** begin **

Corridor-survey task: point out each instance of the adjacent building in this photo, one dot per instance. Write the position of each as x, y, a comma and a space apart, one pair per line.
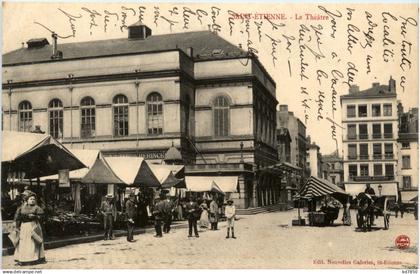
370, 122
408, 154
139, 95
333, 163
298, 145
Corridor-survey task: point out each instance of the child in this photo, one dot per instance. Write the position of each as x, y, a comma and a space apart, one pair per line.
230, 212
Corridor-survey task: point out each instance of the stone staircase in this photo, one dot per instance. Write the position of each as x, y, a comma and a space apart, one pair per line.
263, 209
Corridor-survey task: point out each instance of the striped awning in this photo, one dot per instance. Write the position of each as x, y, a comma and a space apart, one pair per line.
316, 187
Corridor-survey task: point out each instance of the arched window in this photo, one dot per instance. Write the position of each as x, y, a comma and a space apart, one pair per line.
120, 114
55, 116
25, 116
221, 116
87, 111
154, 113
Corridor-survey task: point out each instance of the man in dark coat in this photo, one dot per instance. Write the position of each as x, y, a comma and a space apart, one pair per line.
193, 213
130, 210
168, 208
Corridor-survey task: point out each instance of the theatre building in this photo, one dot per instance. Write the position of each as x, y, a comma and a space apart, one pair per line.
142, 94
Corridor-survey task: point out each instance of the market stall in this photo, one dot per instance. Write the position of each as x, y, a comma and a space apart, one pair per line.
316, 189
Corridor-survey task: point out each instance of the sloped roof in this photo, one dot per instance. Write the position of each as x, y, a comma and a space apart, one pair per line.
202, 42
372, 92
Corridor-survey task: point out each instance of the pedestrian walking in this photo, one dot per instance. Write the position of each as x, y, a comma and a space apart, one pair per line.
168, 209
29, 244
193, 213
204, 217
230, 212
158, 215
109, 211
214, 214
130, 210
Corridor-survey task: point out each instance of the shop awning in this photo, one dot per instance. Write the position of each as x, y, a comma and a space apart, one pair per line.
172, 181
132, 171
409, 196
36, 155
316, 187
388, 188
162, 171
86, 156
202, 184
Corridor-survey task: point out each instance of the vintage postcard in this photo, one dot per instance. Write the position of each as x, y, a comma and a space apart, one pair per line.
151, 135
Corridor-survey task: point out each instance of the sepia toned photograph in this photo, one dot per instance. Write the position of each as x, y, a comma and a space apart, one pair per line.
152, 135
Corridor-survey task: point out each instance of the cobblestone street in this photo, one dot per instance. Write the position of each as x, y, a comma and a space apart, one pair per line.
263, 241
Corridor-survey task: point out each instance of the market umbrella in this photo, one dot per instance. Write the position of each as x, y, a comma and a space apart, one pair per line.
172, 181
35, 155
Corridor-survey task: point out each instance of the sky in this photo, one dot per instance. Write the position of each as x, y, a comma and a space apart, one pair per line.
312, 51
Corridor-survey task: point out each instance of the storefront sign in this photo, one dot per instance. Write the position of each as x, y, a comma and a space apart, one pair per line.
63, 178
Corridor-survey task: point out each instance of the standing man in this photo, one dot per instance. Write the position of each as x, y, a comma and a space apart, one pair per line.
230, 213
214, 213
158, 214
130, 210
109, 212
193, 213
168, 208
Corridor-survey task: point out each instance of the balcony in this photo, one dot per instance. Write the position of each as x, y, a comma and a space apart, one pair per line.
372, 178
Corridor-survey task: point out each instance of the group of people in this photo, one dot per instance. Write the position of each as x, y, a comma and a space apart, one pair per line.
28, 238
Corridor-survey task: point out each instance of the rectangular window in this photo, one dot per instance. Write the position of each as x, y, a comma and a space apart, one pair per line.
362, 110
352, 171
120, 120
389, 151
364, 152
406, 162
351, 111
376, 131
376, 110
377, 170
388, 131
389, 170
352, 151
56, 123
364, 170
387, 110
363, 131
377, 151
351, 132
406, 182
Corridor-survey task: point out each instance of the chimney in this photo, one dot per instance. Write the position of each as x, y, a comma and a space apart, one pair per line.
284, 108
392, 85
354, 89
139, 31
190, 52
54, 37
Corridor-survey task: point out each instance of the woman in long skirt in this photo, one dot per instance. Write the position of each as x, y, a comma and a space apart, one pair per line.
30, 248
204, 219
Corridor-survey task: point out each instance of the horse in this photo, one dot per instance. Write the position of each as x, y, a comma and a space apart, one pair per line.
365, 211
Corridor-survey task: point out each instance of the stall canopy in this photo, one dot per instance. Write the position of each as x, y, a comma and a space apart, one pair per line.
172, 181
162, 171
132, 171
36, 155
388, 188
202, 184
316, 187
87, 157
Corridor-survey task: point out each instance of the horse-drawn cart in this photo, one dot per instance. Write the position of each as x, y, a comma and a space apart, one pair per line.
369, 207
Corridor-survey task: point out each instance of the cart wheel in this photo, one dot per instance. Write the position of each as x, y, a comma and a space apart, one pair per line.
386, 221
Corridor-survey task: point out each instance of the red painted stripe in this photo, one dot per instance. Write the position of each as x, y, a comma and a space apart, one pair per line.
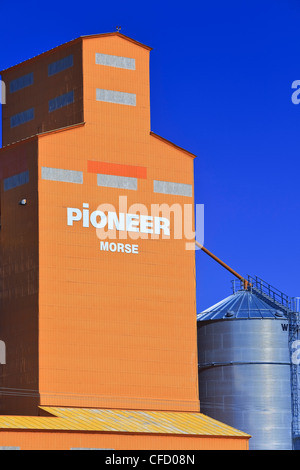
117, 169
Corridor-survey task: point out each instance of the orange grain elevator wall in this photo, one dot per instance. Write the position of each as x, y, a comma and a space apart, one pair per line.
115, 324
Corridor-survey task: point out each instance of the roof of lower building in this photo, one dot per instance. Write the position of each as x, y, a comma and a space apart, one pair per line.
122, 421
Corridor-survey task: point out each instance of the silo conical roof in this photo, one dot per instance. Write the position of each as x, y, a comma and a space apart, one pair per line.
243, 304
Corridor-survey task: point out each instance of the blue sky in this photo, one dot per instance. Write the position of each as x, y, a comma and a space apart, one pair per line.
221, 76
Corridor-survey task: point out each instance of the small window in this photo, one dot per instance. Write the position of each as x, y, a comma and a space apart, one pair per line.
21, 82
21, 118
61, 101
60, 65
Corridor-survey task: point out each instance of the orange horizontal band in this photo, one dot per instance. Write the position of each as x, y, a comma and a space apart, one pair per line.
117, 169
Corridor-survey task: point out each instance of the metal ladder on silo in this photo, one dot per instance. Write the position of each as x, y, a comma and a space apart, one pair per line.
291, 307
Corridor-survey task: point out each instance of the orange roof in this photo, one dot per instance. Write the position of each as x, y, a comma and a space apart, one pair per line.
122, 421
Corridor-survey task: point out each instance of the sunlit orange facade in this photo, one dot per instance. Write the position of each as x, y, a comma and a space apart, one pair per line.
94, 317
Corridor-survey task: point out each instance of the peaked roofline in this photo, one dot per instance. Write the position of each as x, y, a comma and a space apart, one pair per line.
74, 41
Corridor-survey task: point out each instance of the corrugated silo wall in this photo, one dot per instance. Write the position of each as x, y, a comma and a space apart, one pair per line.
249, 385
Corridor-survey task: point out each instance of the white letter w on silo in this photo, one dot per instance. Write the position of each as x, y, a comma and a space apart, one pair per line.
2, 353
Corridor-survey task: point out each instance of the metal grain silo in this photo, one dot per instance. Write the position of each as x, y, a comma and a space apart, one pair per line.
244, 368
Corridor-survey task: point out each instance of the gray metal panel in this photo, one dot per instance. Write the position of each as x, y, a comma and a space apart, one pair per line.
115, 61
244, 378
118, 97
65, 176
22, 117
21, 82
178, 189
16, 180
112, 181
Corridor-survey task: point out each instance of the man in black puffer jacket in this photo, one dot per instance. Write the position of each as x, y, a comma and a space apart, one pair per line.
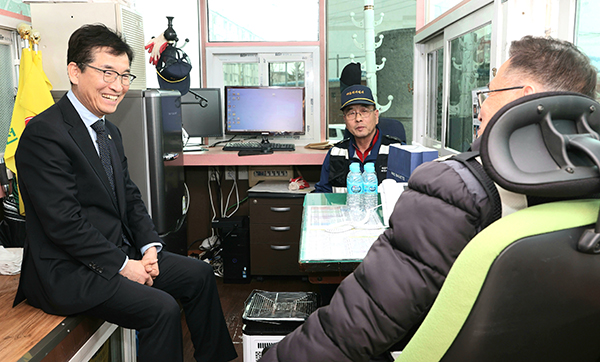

** end **
** begin **

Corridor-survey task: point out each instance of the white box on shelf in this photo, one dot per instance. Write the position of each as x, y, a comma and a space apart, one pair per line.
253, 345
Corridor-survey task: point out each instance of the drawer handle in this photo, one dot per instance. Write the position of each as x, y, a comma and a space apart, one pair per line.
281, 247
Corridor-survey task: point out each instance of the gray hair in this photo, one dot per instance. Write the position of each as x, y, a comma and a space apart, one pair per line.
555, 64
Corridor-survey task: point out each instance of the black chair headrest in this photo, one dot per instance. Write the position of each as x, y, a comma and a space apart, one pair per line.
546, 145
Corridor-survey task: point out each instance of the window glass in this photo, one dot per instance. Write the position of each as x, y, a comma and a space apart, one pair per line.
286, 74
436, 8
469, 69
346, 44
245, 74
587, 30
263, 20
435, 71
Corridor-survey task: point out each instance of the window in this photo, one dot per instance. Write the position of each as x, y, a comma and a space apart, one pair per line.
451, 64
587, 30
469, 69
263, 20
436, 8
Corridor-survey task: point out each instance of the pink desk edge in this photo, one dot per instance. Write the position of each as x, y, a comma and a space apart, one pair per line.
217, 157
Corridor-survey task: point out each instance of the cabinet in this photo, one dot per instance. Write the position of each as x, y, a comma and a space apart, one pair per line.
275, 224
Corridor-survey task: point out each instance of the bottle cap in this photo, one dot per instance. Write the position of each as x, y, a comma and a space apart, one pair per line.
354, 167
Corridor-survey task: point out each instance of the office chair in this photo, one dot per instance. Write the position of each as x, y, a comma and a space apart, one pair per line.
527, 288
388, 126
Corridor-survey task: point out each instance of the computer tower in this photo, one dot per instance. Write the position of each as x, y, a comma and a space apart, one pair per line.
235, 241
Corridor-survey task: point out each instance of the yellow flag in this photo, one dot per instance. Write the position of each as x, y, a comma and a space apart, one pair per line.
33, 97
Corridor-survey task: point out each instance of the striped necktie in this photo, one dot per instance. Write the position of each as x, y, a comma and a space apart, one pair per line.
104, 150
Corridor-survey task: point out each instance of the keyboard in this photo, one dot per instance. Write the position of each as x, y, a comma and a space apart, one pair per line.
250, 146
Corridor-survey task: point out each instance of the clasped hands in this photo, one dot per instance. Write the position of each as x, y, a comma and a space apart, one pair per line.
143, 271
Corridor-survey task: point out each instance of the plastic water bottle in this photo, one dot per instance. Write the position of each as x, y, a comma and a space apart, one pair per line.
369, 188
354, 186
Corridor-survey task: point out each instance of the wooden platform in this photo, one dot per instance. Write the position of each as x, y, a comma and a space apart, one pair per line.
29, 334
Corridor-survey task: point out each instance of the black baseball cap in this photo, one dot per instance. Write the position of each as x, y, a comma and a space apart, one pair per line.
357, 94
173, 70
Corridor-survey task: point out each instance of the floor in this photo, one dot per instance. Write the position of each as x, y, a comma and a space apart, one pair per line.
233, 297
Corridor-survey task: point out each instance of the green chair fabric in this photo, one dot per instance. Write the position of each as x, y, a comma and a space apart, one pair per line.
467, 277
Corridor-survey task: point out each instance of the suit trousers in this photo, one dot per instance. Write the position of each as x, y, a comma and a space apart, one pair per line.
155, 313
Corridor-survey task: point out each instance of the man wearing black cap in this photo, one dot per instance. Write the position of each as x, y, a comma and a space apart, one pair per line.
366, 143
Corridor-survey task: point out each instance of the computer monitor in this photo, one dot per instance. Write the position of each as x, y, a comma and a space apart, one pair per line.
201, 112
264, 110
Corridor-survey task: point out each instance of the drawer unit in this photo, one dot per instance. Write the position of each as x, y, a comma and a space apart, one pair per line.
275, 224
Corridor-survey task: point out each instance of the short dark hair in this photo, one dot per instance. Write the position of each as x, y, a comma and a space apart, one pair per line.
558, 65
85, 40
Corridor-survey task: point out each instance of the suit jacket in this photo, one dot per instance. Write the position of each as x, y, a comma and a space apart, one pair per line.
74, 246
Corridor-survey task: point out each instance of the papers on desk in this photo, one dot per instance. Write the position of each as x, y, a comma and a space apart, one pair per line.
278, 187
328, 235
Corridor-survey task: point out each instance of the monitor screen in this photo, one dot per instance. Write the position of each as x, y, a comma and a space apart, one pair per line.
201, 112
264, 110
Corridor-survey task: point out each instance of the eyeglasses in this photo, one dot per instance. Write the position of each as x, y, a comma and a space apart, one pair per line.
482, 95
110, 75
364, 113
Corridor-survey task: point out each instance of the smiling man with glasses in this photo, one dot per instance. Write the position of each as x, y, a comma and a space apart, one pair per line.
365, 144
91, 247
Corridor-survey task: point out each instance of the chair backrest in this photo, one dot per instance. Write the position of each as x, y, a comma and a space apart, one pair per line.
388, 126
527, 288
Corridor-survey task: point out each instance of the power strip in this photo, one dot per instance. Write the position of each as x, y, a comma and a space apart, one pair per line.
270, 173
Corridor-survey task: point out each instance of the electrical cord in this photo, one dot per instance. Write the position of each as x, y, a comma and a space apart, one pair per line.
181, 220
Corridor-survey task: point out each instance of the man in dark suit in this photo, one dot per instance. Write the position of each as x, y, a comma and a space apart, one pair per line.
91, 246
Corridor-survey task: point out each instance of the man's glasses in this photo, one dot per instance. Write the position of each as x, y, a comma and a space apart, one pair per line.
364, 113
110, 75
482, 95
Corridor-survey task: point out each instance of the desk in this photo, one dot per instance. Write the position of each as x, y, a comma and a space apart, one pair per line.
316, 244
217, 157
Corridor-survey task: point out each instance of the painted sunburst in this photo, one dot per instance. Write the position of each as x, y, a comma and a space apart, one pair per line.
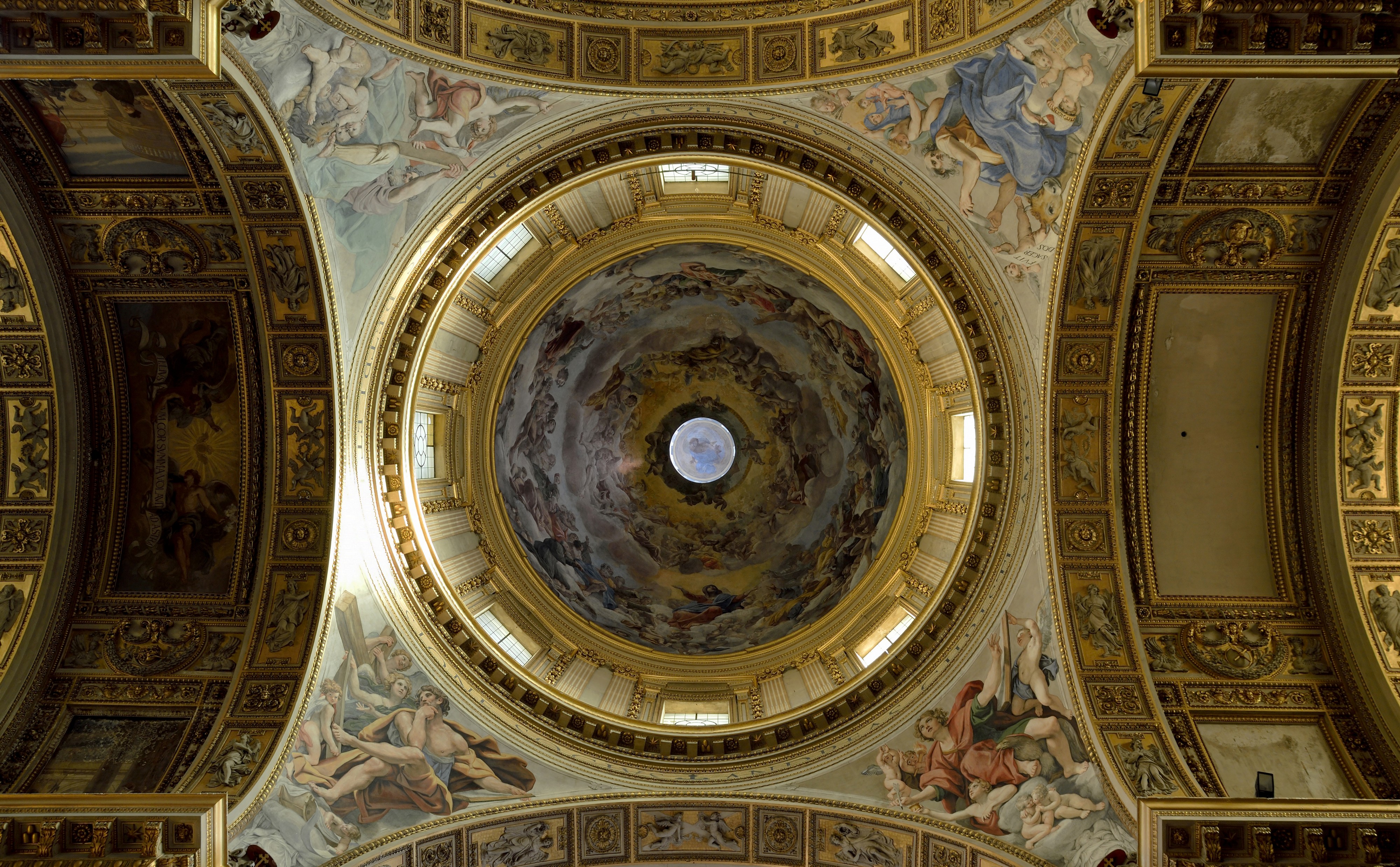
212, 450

** end **

### WORK TO BE COMPLETED
Reproduce the records above without any changes, from the line with "the white letter" up to and including the line with "man in black".

### RESPONSE BELOW
Corridor-survey task: point out each instance of the white letter w on silo in this photo, one dot per instance. Write the position of each as x, y, a comma and a space apart, one pair per line.
2, 353
Corridor-survey task: point out each instance of the metal grain silo in this photo, one dot per instance. Write the position of each as x, y, a comma and a space apart, one pair per line.
244, 368
Corridor-survey task: point out each instance of the gray metal panel in this photo, one dot per instance. Write the position of each as x, y, a comma and a space apart, one pair per line.
115, 61
244, 378
118, 97
65, 176
22, 117
21, 82
178, 189
16, 180
112, 181
Corridor-survey task: point out each instance of the man in black puffer jacket in this photo, one dot per instance. Write the position of each as x, y, a comma and a space apart, one pair per line.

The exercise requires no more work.